* **Exercise details**
A word-for-word copy of the records below is needed, without the images.

* **Source records**
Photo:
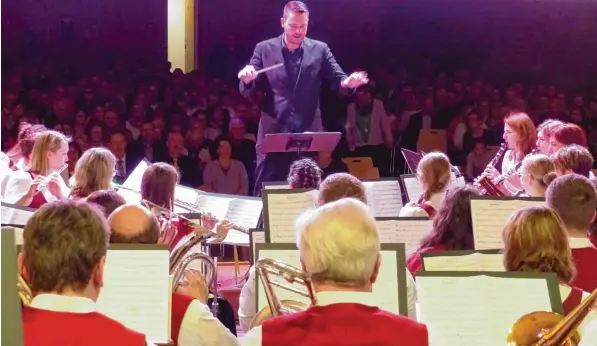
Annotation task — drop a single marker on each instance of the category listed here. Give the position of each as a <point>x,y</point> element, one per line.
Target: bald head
<point>133,223</point>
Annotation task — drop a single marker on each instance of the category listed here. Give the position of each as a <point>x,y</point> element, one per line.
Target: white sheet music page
<point>414,190</point>
<point>136,291</point>
<point>472,262</point>
<point>489,218</point>
<point>244,212</point>
<point>283,210</point>
<point>134,179</point>
<point>409,232</point>
<point>290,257</point>
<point>384,197</point>
<point>476,310</point>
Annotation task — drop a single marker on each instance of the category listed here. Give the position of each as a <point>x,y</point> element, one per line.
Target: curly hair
<point>453,224</point>
<point>304,173</point>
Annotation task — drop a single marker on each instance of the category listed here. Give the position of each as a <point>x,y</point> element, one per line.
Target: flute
<point>46,181</point>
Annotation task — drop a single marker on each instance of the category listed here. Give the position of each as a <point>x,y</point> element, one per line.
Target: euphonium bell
<point>266,266</point>
<point>542,328</point>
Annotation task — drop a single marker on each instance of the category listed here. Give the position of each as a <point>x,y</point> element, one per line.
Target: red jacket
<point>346,324</point>
<point>51,328</point>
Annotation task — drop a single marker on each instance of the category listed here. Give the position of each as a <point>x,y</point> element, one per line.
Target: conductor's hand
<point>247,74</point>
<point>355,80</point>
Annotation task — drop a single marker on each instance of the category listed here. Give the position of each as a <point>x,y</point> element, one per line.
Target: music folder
<point>11,317</point>
<point>389,290</point>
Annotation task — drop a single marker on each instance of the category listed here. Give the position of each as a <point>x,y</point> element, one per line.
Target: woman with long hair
<point>536,173</point>
<point>535,240</point>
<point>434,176</point>
<point>304,174</point>
<point>94,171</point>
<point>41,182</point>
<point>452,227</point>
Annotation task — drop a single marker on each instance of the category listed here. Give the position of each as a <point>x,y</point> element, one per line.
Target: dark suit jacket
<point>293,107</point>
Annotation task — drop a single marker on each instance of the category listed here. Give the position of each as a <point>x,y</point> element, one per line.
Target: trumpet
<point>276,307</point>
<point>542,328</point>
<point>47,180</point>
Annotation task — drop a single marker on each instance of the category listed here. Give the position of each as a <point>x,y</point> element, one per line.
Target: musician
<point>520,137</point>
<point>192,323</point>
<point>333,188</point>
<point>339,249</point>
<point>304,174</point>
<point>66,273</point>
<point>452,227</point>
<point>535,241</point>
<point>544,131</point>
<point>292,91</point>
<point>565,135</point>
<point>573,159</point>
<point>94,171</point>
<point>49,155</point>
<point>108,200</point>
<point>536,173</point>
<point>574,198</point>
<point>433,172</point>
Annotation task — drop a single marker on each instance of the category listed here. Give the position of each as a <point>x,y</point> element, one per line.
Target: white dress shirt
<point>253,337</point>
<point>200,327</point>
<point>247,308</point>
<point>58,303</point>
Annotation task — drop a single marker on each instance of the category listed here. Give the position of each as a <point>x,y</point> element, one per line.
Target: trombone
<point>276,307</point>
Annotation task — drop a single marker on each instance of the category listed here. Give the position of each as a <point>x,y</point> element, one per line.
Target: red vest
<point>346,324</point>
<point>414,262</point>
<point>180,304</point>
<point>585,260</point>
<point>572,301</point>
<point>51,328</point>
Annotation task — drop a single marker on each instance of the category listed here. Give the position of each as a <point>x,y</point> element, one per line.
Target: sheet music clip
<point>299,142</point>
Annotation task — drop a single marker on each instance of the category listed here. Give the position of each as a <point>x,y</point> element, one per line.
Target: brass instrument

* **Written solution**
Photo:
Annotation task — drop a single marker on each instance of the category listed here. Give the position of each as a <point>x,y</point> element, one per line.
Target: bald head
<point>133,223</point>
Annotation task — drop a single marker on each instance of the category listed here. Give the position of each as a <point>x,y</point> element, one per line.
Target: white sheet music page
<point>414,190</point>
<point>136,291</point>
<point>472,262</point>
<point>489,218</point>
<point>244,212</point>
<point>283,210</point>
<point>134,179</point>
<point>409,232</point>
<point>290,257</point>
<point>384,197</point>
<point>476,310</point>
Annotation task — drop a single marker on each instance of the category listed here. Give the position of each as a <point>x,y</point> element, one per line.
Target: curly hair
<point>453,224</point>
<point>304,173</point>
Annotation task — drop a single marker on each instance of the category listed here. Give the position of each as a <point>x,y</point> element, one per line.
Target: flute
<point>46,181</point>
Annotation task — drop a single marker on each instance of the category listed here. Give the position of each as a <point>x,y</point> element, one per line.
Target: euphonium bell
<point>266,266</point>
<point>542,328</point>
Annotation task — drop a single marker on each instance of the category listed here. Give the position of each as a <point>x,y</point> element, one per line.
Target: red jacket
<point>346,324</point>
<point>51,328</point>
Annotation task — drop a single marker on each instance of the category listed here. Give the position of each as a <point>x,y</point> element, one per line.
Target: conductor's hand
<point>247,74</point>
<point>355,80</point>
Annotation task — drop a single marker on each instance of the category listed here. Give the position of each as a <point>x,y</point> element, one per line.
Target: music folder
<point>11,317</point>
<point>389,290</point>
Annotation task — drop a single marker on each instance of the category listed here. Give the position of each as a <point>x,y</point> element, one per line.
Target: woman with long hair
<point>536,173</point>
<point>535,240</point>
<point>434,176</point>
<point>304,174</point>
<point>94,171</point>
<point>41,182</point>
<point>452,227</point>
Annotation task — drop a single marker on each instance of the category listed here. Give the position of each as a <point>x,y</point> element, one per line.
Target: dark suit jacket
<point>293,107</point>
Annotation task — drop a single marker on each instance of the category listed here. Give the position of each as a <point>x,y</point> element, one per line.
Target: trumpet
<point>276,307</point>
<point>542,328</point>
<point>47,180</point>
Annotation task — drop a single marker on each instance of the category listed here. Give the position of each as a <point>x,y</point> element, one per line.
Target: musician
<point>520,137</point>
<point>192,323</point>
<point>333,188</point>
<point>339,249</point>
<point>304,174</point>
<point>66,273</point>
<point>452,227</point>
<point>535,241</point>
<point>544,131</point>
<point>292,91</point>
<point>565,135</point>
<point>573,159</point>
<point>94,171</point>
<point>49,155</point>
<point>108,200</point>
<point>536,173</point>
<point>574,198</point>
<point>433,172</point>
Annotation task — drop a single marker on each instance of the category listed here. Give the position of each as a <point>x,y</point> element, one per line.
Target: white dress shirt
<point>253,337</point>
<point>200,327</point>
<point>247,308</point>
<point>58,303</point>
Annotation task — drop a single marker on each instance of the category listed here. Give the position of each as a <point>x,y</point> element, one per line.
Target: trombone
<point>276,307</point>
Annotation task — drop a single marker on each instance of the category listed here. Give the position of each as a <point>x,y</point> element, one per line.
Target: red vest
<point>346,324</point>
<point>414,262</point>
<point>180,304</point>
<point>585,260</point>
<point>572,301</point>
<point>51,328</point>
Annotation task — drop a single marker on each instance of the category listed here. Give the position of each as a <point>x,y</point> element, one per line.
Target: sheet music clip
<point>299,142</point>
Annotation task — drop a single marker on each instance of the category listed here. Give the position of each as a <point>x,y</point> element, one per line.
Target: brass instrument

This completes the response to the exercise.